The required result is the exact run of lines beginning at the one containing "Practice task. Find the rear tire" and ending at the last line of the entries.
------ Dataset excerpts
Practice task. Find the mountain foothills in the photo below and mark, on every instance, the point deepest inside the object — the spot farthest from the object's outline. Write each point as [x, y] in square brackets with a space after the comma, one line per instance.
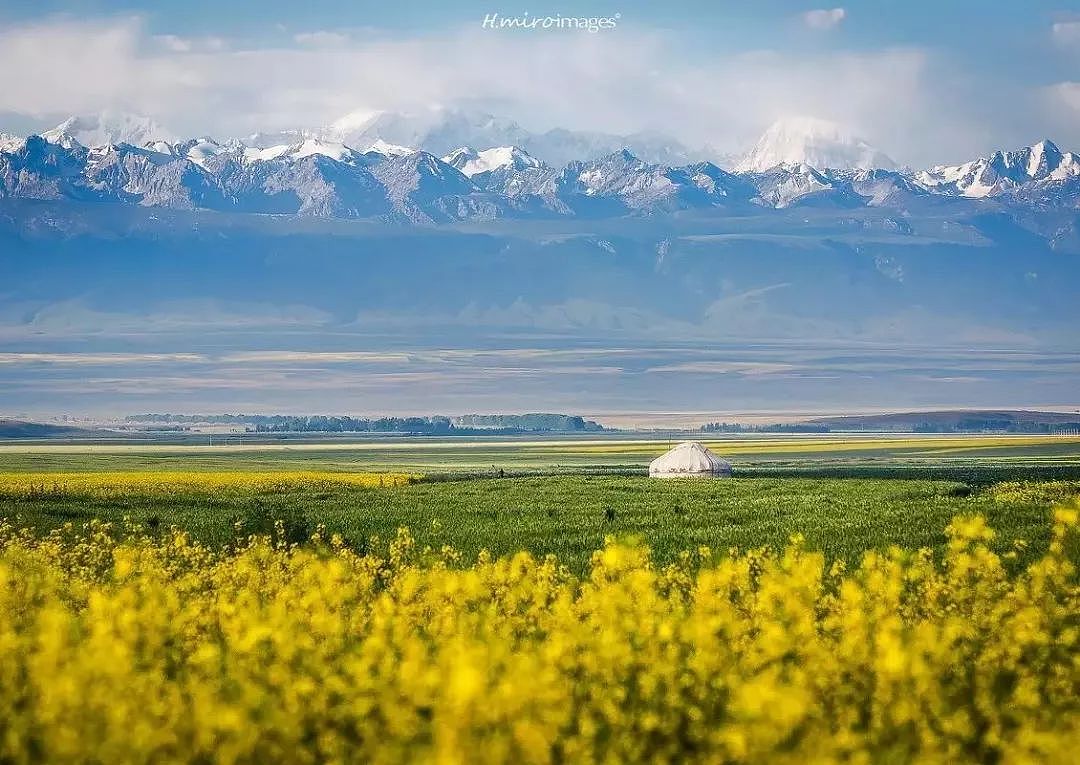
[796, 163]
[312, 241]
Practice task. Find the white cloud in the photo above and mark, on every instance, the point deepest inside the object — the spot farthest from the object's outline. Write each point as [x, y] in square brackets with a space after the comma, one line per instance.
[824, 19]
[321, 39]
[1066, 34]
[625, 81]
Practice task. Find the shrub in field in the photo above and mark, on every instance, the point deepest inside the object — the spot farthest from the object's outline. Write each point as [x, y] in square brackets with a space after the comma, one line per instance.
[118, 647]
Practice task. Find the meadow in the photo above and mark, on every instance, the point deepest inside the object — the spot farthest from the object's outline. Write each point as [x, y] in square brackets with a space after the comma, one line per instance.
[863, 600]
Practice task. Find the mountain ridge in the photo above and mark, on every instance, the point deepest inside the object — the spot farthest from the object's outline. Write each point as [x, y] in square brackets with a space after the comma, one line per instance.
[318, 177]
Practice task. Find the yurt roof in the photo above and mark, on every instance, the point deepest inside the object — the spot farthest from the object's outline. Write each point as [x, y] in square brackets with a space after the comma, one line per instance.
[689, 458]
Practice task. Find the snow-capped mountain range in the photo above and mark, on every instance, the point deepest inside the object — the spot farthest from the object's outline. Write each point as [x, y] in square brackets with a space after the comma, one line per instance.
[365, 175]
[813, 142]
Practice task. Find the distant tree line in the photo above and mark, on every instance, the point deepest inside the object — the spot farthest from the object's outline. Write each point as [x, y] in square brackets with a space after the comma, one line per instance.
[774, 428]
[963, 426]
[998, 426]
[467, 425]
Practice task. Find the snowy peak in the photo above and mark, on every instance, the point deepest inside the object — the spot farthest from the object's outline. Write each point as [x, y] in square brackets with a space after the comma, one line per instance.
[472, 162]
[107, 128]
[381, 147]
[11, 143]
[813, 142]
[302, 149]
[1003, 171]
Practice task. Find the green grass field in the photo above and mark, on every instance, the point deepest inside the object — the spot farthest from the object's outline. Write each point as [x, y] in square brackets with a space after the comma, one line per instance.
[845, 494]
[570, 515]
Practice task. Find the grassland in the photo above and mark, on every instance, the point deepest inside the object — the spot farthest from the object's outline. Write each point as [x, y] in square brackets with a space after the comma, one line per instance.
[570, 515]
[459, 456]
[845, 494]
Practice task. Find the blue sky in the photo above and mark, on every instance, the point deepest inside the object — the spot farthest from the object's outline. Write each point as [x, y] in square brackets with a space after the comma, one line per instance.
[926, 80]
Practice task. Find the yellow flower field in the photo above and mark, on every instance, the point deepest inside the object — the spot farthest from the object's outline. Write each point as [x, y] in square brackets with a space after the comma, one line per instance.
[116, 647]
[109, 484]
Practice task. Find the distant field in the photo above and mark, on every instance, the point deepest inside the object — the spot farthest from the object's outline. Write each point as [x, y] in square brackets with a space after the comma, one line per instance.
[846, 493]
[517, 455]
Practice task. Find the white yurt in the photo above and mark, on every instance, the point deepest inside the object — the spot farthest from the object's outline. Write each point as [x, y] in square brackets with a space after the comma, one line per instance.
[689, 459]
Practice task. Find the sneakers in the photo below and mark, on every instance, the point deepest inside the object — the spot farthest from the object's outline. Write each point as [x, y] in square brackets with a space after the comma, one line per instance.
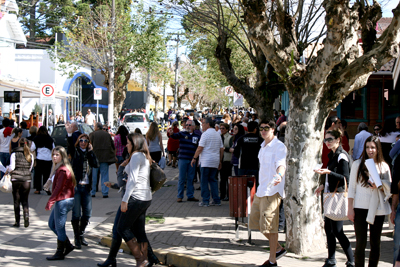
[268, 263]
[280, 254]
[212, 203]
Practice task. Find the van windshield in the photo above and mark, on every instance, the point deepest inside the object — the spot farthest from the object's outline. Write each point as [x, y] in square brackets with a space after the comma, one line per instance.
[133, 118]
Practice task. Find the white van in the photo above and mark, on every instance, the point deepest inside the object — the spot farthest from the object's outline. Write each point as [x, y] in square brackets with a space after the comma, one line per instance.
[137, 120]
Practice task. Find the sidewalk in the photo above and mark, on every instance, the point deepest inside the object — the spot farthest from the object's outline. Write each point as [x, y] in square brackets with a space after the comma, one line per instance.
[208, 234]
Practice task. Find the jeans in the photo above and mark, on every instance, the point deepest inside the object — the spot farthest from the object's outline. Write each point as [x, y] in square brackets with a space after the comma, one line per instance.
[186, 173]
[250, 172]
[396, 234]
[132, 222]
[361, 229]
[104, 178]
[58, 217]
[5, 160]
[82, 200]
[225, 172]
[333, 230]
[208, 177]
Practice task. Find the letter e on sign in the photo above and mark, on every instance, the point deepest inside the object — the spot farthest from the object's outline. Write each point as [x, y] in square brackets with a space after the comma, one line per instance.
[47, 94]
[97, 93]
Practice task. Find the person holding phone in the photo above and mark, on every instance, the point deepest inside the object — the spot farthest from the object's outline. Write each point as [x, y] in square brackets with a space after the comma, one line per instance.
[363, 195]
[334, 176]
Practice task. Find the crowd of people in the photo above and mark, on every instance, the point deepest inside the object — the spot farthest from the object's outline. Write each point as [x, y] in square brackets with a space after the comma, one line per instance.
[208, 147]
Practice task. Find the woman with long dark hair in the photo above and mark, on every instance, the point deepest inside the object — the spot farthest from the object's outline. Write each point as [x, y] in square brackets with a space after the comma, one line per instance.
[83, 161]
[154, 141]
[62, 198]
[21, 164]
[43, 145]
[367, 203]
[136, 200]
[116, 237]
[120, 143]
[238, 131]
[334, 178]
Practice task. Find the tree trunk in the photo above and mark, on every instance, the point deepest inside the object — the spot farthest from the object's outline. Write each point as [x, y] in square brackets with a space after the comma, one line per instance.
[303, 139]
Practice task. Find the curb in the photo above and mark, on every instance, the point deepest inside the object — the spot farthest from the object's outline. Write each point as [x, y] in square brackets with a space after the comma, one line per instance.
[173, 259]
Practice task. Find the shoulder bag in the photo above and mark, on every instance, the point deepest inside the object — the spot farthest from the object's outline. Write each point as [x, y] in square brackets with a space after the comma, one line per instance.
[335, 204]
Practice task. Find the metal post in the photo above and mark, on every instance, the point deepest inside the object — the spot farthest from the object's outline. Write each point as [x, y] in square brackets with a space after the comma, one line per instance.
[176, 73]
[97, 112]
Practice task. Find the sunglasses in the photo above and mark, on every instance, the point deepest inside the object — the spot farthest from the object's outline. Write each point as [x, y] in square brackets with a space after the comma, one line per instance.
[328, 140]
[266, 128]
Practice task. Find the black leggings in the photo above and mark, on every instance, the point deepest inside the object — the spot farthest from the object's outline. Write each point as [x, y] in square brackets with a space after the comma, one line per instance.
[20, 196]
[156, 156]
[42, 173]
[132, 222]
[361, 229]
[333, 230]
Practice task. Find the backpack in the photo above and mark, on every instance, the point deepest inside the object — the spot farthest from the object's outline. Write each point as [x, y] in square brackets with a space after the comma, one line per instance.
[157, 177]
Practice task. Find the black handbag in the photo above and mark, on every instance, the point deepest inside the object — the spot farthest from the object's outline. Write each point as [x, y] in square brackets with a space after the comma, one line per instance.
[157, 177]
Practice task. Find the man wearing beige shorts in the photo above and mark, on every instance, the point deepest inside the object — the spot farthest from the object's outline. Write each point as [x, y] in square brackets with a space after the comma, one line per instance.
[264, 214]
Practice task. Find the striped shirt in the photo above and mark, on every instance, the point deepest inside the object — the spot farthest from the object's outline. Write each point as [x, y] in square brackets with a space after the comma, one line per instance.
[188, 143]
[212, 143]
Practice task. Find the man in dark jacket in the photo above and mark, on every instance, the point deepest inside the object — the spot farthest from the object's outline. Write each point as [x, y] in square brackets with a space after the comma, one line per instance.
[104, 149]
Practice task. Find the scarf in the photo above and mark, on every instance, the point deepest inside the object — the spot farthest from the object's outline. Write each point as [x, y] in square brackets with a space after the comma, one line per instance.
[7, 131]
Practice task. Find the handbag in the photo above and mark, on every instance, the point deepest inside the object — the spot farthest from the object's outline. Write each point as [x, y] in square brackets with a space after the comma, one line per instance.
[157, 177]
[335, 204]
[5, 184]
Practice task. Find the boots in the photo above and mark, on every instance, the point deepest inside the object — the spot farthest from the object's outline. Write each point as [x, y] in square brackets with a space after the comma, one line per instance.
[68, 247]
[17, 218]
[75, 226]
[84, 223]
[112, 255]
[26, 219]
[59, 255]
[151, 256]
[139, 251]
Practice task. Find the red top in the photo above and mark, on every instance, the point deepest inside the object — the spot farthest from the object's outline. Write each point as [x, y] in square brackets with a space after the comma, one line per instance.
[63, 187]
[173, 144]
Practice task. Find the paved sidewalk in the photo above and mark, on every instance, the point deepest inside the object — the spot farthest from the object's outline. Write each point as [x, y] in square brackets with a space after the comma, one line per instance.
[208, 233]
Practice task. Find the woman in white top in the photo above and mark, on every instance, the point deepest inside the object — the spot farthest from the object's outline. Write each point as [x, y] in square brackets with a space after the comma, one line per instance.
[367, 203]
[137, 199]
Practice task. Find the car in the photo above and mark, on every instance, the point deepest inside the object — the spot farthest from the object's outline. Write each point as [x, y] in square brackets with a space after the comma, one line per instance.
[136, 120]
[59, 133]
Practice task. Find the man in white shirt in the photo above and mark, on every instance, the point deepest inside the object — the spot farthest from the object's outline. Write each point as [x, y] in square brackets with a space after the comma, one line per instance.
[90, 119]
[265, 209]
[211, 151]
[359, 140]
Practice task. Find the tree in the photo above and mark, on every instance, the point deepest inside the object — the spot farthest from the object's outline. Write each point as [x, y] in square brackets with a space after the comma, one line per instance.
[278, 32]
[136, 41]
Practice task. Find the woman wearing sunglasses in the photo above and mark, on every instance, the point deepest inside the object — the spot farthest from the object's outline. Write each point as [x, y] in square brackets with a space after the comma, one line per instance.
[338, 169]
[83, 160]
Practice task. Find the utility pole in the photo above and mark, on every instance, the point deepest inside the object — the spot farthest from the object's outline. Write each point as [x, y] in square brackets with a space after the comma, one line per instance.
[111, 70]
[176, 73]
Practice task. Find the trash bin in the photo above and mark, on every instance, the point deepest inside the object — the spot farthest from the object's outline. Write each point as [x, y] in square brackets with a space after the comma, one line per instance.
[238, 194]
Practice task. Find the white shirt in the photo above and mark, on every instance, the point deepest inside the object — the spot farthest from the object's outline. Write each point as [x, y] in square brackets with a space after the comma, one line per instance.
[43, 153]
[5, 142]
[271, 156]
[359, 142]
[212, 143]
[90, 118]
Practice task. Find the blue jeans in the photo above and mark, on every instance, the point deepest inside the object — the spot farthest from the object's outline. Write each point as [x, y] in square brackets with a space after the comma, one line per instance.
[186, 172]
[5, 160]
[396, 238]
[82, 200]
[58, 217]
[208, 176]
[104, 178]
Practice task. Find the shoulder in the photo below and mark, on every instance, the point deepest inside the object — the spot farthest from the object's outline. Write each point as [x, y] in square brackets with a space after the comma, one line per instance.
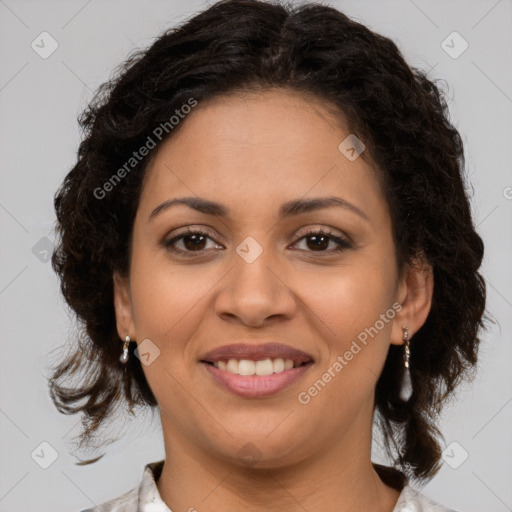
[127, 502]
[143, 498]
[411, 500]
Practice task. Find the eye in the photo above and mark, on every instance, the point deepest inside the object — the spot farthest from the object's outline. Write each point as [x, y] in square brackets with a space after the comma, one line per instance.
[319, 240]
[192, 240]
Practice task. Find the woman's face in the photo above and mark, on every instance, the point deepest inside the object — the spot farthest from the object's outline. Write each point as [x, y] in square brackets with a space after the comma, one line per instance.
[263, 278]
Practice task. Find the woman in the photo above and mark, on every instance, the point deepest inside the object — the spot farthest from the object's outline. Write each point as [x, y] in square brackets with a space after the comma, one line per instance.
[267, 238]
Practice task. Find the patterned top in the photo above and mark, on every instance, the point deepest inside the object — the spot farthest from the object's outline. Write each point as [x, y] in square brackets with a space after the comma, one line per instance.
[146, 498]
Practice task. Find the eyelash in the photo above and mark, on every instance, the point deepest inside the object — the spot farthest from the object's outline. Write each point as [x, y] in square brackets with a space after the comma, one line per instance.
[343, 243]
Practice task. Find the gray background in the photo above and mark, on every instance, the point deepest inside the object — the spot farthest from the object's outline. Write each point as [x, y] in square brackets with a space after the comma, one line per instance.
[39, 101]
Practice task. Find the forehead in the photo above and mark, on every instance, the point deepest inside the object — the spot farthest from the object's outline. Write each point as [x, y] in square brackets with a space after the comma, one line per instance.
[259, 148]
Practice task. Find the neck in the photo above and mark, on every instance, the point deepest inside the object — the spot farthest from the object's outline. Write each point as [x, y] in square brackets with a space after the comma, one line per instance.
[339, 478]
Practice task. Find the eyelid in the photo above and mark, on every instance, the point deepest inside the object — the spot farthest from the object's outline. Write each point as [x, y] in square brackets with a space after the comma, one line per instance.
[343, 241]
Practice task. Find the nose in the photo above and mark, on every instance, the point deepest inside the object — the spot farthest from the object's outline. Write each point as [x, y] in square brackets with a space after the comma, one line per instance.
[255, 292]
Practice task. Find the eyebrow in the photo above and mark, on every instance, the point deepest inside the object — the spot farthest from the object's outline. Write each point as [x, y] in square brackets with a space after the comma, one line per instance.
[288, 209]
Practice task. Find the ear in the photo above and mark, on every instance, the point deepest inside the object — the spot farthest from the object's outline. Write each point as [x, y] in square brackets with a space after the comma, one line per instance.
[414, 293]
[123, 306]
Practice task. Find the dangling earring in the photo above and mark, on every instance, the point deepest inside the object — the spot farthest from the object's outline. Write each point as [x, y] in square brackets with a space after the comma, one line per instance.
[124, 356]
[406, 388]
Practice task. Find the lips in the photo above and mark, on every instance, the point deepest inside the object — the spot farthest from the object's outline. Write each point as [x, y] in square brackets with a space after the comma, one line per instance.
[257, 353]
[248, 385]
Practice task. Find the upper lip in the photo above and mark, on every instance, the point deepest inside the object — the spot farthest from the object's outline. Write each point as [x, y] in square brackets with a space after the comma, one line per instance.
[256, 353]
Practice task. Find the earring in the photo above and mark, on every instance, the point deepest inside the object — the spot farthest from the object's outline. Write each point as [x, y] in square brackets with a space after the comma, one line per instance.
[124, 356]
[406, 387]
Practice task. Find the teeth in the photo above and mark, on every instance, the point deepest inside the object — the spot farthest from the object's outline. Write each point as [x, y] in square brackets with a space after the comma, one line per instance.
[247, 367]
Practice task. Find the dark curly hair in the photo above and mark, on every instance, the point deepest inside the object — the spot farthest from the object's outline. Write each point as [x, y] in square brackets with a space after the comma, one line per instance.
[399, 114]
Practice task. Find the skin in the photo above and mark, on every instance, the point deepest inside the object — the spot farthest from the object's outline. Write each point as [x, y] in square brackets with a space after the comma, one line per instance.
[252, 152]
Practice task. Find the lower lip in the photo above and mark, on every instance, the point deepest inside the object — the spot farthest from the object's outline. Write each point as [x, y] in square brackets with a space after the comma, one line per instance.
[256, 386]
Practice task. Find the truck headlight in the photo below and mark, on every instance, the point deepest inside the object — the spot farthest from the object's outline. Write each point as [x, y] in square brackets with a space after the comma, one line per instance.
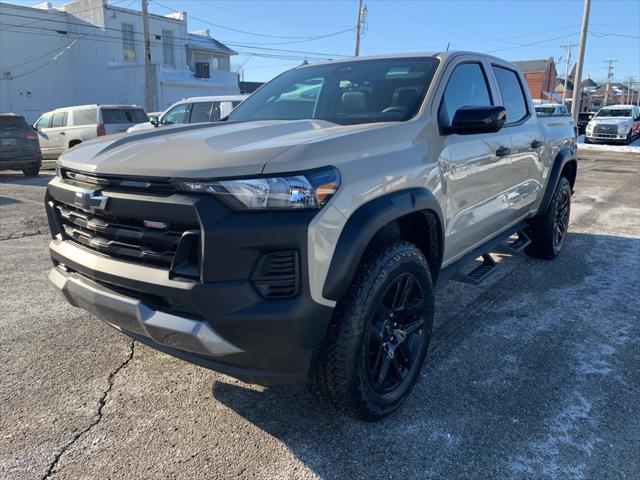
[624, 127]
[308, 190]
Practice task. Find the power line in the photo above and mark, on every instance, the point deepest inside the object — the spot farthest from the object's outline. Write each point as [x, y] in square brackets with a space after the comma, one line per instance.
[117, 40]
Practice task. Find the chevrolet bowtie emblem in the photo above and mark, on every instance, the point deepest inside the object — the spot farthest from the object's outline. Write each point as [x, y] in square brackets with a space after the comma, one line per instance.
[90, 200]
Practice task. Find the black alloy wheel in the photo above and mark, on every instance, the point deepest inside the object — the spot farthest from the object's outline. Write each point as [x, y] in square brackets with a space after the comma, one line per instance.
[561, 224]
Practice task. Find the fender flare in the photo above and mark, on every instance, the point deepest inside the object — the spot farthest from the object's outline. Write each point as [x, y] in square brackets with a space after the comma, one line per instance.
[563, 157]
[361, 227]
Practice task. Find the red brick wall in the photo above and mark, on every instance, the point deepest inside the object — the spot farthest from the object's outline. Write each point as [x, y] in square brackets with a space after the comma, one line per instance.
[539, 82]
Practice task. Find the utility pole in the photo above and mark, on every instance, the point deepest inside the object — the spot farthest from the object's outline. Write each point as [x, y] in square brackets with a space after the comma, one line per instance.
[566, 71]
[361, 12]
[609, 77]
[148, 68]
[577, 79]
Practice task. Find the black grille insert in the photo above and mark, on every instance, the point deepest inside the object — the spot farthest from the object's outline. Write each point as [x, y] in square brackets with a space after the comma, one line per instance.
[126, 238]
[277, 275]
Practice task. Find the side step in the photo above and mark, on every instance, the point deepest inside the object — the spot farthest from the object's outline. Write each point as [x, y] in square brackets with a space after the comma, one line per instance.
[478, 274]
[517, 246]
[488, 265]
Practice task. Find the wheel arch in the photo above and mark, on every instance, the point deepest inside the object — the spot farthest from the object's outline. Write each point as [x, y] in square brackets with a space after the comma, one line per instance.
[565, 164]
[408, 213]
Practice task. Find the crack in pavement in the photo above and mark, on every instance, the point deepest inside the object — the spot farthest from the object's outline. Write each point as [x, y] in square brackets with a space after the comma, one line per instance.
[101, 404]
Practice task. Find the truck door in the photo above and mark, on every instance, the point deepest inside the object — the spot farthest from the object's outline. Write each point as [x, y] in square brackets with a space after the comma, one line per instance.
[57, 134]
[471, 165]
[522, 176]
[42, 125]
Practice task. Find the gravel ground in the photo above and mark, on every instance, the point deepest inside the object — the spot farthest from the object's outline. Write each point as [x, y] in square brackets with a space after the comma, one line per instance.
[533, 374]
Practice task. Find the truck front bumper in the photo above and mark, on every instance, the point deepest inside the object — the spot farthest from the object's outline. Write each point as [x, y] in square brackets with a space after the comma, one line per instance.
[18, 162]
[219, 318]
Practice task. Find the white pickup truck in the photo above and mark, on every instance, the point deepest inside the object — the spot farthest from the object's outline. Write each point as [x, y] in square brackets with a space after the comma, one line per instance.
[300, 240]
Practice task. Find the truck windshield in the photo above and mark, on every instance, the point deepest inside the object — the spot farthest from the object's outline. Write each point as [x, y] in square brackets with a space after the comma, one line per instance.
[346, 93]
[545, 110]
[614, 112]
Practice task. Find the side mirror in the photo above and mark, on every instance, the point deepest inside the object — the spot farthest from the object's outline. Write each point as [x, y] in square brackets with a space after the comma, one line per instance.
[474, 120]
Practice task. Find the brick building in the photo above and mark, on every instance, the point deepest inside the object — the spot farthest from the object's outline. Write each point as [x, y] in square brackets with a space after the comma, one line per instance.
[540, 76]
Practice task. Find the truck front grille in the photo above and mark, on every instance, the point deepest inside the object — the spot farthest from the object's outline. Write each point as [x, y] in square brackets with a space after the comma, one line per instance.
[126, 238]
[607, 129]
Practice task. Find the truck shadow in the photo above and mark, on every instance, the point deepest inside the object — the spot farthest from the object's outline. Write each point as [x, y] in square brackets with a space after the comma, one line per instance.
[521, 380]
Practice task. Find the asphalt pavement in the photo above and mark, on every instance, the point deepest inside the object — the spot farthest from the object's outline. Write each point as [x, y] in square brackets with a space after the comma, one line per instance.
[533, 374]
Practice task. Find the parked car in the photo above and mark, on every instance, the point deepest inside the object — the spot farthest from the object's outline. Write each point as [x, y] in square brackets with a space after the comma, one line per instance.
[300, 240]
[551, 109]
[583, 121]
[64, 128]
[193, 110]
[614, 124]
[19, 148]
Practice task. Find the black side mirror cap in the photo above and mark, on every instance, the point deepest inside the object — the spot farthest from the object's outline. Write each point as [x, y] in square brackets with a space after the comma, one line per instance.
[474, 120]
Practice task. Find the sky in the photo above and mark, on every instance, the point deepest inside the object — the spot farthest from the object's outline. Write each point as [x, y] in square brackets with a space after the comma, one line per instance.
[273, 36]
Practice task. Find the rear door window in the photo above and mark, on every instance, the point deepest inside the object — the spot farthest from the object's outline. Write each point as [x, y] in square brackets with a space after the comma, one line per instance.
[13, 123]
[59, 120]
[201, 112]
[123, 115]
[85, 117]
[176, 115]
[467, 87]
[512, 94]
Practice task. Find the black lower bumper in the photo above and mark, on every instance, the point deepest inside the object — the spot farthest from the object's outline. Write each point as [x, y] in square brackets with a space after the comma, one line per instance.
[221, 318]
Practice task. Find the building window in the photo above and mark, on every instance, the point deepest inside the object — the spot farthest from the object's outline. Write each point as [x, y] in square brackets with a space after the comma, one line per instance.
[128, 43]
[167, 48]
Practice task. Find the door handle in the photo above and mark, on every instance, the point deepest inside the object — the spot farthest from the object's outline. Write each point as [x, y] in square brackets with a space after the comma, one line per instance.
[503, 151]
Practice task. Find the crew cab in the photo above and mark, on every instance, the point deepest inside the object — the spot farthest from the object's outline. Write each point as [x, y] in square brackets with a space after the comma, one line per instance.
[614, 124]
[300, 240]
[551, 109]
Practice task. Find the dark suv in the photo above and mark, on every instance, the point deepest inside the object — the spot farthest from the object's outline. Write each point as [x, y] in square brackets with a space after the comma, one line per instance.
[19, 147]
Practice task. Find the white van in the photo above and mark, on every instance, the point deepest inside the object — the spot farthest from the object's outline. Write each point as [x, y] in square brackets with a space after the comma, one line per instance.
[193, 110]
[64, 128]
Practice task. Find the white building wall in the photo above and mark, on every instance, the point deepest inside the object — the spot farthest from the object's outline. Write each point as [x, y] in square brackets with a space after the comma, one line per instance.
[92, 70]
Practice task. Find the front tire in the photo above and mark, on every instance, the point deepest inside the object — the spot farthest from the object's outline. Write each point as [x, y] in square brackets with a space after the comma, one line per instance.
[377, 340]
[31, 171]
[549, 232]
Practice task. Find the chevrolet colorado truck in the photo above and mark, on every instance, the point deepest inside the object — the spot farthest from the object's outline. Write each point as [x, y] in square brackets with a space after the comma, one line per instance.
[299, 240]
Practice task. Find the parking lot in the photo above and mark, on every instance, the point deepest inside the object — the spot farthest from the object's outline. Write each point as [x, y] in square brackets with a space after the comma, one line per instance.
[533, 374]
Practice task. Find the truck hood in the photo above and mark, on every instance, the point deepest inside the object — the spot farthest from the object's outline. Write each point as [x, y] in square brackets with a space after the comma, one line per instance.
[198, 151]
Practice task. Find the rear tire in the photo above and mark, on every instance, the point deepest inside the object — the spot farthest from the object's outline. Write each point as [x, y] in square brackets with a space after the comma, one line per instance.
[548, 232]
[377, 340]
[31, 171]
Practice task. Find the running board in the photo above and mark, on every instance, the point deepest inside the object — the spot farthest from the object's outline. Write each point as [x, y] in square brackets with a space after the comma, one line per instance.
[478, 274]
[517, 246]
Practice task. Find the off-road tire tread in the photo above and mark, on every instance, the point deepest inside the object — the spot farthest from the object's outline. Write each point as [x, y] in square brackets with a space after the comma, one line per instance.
------------
### Answer for this exercise:
Practice task. Find the rear tire in the photo above and mark, on every instance, the point deepest inside the object — the spot farthest from the object's outline. Write each point as [x, y] in square brackets with a space after the comma, one line per instance.
[548, 232]
[377, 340]
[31, 171]
Practice task. Find the running board in the photo above and mark, on every instance, the point deepest inside the object — the spot farthest from the object's outline. Write each point as [x, y] in square brackets with a space after the comma, one line per instance.
[478, 274]
[517, 246]
Practice task. Find the off-road tire tread in the photo above and mark, on every instance, the point deepest inside the object — the spot farthest from the object's outline. Write each point as [x, y] in square brackets with a space after the comma, one line per instance.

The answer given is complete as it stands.